EXERCISE DETAILS
Each entry below is to be duplicated precisely.

___ INFORMATION SUPPLIED ___

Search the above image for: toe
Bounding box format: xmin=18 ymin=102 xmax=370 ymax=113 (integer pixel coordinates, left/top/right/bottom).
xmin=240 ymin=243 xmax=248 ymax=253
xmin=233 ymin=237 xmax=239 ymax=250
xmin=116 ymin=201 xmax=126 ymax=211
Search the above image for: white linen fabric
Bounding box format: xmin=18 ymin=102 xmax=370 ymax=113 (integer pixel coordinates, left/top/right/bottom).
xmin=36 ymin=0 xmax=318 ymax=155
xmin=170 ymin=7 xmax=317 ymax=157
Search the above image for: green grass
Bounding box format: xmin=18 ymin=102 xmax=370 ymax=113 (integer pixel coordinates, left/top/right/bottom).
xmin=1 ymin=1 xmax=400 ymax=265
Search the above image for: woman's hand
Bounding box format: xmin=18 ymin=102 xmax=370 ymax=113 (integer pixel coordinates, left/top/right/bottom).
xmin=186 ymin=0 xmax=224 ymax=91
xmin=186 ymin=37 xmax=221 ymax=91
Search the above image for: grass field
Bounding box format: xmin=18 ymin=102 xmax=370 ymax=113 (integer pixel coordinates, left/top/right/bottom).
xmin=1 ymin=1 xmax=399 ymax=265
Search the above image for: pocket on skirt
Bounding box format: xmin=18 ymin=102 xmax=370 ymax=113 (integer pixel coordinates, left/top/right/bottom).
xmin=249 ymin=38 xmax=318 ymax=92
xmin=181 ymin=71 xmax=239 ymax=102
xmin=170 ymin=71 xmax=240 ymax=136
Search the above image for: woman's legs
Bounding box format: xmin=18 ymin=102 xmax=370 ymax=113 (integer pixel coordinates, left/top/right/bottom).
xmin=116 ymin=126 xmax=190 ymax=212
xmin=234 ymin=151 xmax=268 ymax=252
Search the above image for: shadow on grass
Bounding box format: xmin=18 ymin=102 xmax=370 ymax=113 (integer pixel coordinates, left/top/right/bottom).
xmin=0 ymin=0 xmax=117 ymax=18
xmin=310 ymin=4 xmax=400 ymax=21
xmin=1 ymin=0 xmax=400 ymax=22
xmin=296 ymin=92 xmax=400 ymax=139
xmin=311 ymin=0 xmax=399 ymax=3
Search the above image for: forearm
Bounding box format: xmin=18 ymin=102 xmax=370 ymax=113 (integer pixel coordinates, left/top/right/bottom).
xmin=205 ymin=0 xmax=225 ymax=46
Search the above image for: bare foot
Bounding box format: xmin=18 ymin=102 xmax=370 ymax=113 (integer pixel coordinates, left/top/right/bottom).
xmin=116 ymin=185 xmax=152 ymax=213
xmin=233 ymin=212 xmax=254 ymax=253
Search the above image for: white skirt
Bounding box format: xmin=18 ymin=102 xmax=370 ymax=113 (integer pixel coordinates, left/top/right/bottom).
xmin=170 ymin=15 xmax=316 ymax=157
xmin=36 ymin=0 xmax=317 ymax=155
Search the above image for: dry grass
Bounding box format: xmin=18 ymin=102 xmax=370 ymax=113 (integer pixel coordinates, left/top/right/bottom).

___

RESULT OF THE EXERCISE
Search the above image for: toe
Bounding box format: xmin=18 ymin=102 xmax=370 ymax=113 (integer pixel coordinates, left/top/right/bottom).
xmin=240 ymin=243 xmax=248 ymax=253
xmin=233 ymin=237 xmax=239 ymax=250
xmin=116 ymin=201 xmax=126 ymax=211
Search the above image for: white linen fabric
Bounding box format: xmin=18 ymin=102 xmax=370 ymax=113 (integer pixel coordinates, left/top/right/bottom).
xmin=36 ymin=0 xmax=318 ymax=155
xmin=170 ymin=7 xmax=317 ymax=157
Search the above image for: green grass
Bounding box format: xmin=18 ymin=102 xmax=370 ymax=113 (integer pixel coordinates, left/top/right/bottom).
xmin=1 ymin=1 xmax=400 ymax=265
Search the above image for: woman's hand
Bounding box format: xmin=18 ymin=102 xmax=370 ymax=113 (integer pixel coordinates, left/top/right/bottom).
xmin=186 ymin=0 xmax=224 ymax=91
xmin=186 ymin=37 xmax=221 ymax=91
Search the above image for: grass field
Bounding box format: xmin=18 ymin=102 xmax=370 ymax=113 (integer pixel coordinates, left/top/right/bottom).
xmin=1 ymin=1 xmax=399 ymax=265
Search the above image for: pocket on skirt
Bounding box format: xmin=18 ymin=102 xmax=370 ymax=113 (integer pixel coordinates, left/top/right/bottom).
xmin=249 ymin=38 xmax=318 ymax=92
xmin=181 ymin=71 xmax=239 ymax=102
xmin=170 ymin=71 xmax=240 ymax=136
Search the above image for: woman's legs
Bounding box format: xmin=18 ymin=102 xmax=370 ymax=113 (integer pixel coordinates, left/top/right/bottom).
xmin=116 ymin=126 xmax=190 ymax=212
xmin=234 ymin=151 xmax=268 ymax=252
Search the above image for: shadow on grass
Bounding box format: xmin=18 ymin=102 xmax=370 ymax=113 (integer pixel coordinates, left/top/right/bottom).
xmin=0 ymin=0 xmax=117 ymax=18
xmin=310 ymin=4 xmax=400 ymax=21
xmin=1 ymin=0 xmax=400 ymax=22
xmin=296 ymin=92 xmax=400 ymax=139
xmin=311 ymin=0 xmax=399 ymax=3
Search the above image for: forearm
Bounding box format: xmin=18 ymin=102 xmax=370 ymax=113 (integer pixel coordinates, left/top/right/bottom).
xmin=205 ymin=0 xmax=225 ymax=46
Search the above image for: bare foot
Bounding box format: xmin=18 ymin=102 xmax=370 ymax=113 (integer pixel coordinates, left/top/right/bottom).
xmin=116 ymin=185 xmax=152 ymax=213
xmin=233 ymin=212 xmax=254 ymax=253
Search the above image for: white skirt
Bounding box format: xmin=18 ymin=102 xmax=370 ymax=113 (integer pixel coordinates, left/top/right/bottom).
xmin=170 ymin=15 xmax=316 ymax=157
xmin=36 ymin=0 xmax=317 ymax=155
Search the above image for: dry grass
Bounding box format: xmin=18 ymin=102 xmax=370 ymax=113 (integer pixel coordinates, left/top/right/bottom).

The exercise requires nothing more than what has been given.